Regardless of whether you are using SSL or not, select() can tell you when the socket is readable (has data available to read), and a graceful closure is a readable condition (a subsequent read operation reports 0 bytes read). It is only abnormal disconnects that select() can't report (unless you use the exceptfds parameter, but even that is not always guaranteed). The best way to handle abnormal disconnects is to simply use timeouts in your own code. If you don't receive data from the client for awhile, just close the connection. The client will have to send data periodically, such as a small heartbeat command, if it wants to stay connected.

> Recorded information:

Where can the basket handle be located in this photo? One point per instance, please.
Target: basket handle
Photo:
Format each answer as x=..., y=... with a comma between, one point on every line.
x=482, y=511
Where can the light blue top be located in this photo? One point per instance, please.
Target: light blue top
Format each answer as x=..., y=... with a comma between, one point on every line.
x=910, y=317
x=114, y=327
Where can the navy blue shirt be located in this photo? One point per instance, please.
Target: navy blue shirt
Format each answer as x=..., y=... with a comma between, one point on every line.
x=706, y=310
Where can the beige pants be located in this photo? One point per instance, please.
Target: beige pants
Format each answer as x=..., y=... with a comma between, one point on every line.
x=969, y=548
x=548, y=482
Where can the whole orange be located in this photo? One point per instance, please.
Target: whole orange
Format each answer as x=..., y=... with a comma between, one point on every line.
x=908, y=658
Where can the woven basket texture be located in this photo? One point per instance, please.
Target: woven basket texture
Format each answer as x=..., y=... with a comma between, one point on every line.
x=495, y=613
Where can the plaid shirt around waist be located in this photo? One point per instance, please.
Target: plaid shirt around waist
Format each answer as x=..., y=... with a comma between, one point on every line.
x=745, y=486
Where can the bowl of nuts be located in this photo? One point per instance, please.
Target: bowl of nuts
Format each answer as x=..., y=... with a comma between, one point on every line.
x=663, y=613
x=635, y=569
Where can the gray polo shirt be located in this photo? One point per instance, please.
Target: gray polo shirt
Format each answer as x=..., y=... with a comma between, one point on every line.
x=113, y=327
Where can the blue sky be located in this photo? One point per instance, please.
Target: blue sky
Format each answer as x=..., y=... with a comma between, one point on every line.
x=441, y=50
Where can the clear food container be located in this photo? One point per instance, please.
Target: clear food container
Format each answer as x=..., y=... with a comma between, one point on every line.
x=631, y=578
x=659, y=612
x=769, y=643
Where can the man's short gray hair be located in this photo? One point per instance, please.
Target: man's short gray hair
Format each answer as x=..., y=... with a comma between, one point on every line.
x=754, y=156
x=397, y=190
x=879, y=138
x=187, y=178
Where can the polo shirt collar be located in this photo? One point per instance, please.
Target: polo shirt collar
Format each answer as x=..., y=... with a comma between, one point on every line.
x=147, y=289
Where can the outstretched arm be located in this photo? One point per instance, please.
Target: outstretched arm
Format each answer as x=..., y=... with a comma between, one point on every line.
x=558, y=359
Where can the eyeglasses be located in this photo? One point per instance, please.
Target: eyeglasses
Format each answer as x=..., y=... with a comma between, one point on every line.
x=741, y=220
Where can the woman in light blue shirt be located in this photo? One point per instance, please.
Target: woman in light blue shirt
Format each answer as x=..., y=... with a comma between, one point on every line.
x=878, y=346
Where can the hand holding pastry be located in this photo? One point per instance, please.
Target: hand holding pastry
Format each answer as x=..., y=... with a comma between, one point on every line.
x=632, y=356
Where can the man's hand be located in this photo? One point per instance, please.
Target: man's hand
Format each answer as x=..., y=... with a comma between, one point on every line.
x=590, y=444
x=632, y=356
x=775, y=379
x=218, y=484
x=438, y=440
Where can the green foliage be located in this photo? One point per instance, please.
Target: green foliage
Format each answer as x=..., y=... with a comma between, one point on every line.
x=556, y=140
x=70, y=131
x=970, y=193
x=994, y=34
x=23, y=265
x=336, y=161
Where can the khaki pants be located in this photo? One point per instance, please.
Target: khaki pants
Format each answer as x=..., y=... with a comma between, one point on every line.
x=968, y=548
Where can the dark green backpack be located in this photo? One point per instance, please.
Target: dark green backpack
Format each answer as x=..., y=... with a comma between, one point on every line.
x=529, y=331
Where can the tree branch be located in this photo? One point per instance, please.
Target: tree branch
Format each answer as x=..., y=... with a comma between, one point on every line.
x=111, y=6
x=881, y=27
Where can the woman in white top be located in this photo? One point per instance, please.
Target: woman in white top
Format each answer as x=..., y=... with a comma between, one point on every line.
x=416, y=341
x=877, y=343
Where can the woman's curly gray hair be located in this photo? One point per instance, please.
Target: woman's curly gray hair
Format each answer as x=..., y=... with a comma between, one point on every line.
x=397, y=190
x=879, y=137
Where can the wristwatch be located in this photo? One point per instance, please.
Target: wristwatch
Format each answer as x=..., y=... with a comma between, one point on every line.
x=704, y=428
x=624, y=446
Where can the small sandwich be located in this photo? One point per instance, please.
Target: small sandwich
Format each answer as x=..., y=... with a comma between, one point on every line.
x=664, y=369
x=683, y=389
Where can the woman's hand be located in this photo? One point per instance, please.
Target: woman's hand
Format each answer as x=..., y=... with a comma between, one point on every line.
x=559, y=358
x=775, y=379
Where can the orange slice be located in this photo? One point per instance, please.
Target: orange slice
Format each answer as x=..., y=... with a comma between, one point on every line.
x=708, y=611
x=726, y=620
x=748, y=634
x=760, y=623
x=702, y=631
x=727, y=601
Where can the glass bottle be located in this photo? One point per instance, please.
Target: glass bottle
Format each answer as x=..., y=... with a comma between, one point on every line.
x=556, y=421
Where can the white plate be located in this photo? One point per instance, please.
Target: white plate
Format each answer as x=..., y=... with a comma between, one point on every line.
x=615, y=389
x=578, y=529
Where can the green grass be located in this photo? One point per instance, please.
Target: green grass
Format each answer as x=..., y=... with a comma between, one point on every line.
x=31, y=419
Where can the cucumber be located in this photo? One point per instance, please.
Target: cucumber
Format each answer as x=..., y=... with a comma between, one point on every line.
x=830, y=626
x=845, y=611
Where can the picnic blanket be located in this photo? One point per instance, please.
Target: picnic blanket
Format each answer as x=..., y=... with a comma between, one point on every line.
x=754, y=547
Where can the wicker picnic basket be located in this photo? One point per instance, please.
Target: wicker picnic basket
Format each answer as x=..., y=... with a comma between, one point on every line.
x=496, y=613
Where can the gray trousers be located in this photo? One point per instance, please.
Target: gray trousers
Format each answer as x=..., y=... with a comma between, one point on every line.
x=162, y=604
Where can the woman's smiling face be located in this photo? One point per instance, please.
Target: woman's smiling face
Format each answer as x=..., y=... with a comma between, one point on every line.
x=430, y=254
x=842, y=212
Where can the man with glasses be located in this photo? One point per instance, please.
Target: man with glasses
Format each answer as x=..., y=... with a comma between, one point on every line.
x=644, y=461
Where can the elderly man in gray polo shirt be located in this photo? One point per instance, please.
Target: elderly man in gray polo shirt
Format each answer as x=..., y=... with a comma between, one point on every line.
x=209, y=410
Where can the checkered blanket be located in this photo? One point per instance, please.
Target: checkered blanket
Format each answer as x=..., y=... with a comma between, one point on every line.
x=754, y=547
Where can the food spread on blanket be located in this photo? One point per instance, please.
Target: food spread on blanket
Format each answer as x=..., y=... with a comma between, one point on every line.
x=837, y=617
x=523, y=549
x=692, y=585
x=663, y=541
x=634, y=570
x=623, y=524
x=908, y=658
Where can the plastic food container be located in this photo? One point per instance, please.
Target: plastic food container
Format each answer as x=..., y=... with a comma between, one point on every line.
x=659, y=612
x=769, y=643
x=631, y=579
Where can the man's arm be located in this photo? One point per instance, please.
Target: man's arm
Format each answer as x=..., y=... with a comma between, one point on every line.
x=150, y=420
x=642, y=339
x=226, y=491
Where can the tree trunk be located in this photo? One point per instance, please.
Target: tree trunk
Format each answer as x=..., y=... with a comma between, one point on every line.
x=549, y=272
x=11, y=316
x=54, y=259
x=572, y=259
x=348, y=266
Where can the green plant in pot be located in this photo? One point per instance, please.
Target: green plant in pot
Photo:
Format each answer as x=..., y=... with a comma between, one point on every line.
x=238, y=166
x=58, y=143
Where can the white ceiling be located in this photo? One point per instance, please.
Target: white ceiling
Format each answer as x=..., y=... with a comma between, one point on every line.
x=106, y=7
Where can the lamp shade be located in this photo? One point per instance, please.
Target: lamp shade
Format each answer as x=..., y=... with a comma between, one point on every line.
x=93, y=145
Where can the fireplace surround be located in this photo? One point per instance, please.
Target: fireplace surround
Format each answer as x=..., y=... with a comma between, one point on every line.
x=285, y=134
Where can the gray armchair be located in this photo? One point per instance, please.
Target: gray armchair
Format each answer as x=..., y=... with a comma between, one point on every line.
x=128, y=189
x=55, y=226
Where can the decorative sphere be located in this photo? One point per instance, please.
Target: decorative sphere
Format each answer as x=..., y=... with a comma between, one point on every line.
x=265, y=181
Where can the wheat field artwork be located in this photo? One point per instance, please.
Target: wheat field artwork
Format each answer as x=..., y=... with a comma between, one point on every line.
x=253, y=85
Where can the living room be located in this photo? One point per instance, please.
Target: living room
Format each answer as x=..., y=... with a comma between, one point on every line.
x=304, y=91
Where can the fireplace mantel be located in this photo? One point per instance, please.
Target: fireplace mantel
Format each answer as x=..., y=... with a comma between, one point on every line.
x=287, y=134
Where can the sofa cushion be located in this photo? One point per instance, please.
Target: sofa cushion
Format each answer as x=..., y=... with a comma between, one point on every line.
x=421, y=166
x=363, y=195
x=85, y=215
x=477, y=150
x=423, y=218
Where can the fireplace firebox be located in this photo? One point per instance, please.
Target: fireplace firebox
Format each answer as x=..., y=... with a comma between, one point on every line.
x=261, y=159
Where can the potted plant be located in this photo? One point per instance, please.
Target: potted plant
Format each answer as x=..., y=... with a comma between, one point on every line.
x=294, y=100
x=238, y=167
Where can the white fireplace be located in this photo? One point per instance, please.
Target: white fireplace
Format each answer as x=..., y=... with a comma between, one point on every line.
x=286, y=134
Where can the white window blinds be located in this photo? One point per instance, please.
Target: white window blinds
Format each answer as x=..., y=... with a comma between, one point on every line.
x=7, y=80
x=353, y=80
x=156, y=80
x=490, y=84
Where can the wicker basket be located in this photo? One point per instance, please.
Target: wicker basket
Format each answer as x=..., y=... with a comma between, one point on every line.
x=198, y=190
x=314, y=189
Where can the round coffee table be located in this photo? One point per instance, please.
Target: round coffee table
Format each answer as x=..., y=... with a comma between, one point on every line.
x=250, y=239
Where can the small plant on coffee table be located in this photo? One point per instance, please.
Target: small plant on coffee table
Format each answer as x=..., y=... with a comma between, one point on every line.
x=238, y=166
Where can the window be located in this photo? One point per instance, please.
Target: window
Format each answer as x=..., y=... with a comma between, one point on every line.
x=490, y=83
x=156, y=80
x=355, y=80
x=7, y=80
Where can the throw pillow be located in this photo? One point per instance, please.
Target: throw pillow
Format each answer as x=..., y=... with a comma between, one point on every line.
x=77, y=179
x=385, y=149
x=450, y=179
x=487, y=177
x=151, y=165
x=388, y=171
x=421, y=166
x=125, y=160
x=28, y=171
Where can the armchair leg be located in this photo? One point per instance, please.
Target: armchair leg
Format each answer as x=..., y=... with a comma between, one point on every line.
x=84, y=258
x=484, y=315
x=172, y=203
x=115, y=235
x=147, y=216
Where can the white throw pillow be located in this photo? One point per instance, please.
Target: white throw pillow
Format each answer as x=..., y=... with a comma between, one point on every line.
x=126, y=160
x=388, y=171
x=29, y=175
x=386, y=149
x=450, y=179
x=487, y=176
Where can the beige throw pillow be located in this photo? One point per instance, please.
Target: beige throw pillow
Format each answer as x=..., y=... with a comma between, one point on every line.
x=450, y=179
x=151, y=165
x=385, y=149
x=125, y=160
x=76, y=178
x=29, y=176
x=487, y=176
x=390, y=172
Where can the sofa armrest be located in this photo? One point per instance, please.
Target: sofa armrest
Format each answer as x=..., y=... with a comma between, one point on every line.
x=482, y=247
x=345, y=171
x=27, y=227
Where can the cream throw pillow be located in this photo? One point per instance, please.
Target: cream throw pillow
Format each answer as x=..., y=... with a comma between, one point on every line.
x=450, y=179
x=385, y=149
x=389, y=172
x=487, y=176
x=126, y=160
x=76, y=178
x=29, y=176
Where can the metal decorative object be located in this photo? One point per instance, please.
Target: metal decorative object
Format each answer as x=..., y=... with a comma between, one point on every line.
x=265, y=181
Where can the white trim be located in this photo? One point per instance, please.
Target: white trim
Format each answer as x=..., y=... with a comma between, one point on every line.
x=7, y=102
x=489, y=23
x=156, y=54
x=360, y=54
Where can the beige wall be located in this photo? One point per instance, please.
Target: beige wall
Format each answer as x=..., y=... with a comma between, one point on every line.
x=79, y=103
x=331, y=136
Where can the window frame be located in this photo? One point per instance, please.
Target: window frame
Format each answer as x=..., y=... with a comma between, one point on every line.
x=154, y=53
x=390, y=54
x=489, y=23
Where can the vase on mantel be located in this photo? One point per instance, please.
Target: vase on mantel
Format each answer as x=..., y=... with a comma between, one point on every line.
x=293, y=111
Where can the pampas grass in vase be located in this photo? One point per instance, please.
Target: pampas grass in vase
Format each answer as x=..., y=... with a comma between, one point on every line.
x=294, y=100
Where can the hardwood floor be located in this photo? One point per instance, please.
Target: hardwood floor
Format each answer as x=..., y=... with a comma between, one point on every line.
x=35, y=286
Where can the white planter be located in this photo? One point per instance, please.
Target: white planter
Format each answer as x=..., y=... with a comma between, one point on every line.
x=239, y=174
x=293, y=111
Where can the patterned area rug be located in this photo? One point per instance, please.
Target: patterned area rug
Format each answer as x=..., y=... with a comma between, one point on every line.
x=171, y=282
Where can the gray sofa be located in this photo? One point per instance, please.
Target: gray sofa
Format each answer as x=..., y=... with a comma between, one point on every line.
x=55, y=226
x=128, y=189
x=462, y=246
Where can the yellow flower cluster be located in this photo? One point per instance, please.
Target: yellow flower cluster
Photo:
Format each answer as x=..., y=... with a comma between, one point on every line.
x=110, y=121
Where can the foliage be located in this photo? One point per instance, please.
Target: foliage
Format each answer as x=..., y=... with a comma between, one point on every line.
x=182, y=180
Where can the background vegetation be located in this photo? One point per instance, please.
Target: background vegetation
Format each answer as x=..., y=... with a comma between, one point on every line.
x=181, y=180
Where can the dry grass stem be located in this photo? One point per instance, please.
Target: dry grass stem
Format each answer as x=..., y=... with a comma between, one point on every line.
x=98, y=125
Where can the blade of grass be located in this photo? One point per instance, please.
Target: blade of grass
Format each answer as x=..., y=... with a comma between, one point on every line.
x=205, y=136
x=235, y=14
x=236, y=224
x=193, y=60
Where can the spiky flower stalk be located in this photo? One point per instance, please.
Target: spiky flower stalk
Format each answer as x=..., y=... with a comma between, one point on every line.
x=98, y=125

> Directions:
1. Summarize the passage on detecting socket disconnects in two sentences.
2. In the passage on detecting socket disconnects, what does a read operation report after a graceful closure?
3. Extend the passage on detecting socket disconnects, picking up after its final sentence.
The material that comes after the passage on detecting socket disconnects is separate from it.

> Per-task outputs:
1. Whether or not SSL is used, select() can show that a socket is readable, and a graceful closure counts as readable because a following read reports 0 bytes, but select() cannot report abnormal disconnects. The best way to handle those is with timeouts in your own code: close the connection if the client sends nothing for a while, so a client that wants to stay connected must send data periodically, such as a small heartbeat command.

2. It reports 0 bytes read.

3.
Also, when using OpenSSL, if you are using the older ssl_... API functions (ssl_new(), ssl_set_fd(), ssl_read(), ssl_write(), etc), make sure you are NOT just blindly calling select() whenever you want, that you call it ONLY when OpenSSL tells you to (when an SSL read/write operation reports an SSL_ERROR_WANT_(READ|WRITE) error). This is an area where alot of OpenSSL newbies tend to make the same mistake. They try to use OpenSSL on top of pre-existing socket logic that waits for a readable notification before then reading data. This is the wrong way to use the ssl_... API. You are expected to ask OpenSSL to perform a read/write operation unconditionally, and then if it needs to wait for new data to arrive, or pending data to send out, it will tell you and you can then call select() accordingly before retrying the SSL read/write operation again.
On the other hand, if you are using the newer bio_... API functions (bio_new(), bio_read(), bio_write(), etc), you can take control of the underlying socket I/O and not let OpenSSL manage it for you, thus you can do whatever you want with select() (or any other socket API you want).
As a workaround, I implemented a "stop code" that the client writes to the server just before closing the connection, and this write causes the select() to break and the server reads the "stop code" and knows to close the socket.
That is a very common approach in many Internet protocols, regardless of whether SSL is used or not. It is a very distinct and explicit way for the client to say "I'm done" and both parties can then close their respective sockets.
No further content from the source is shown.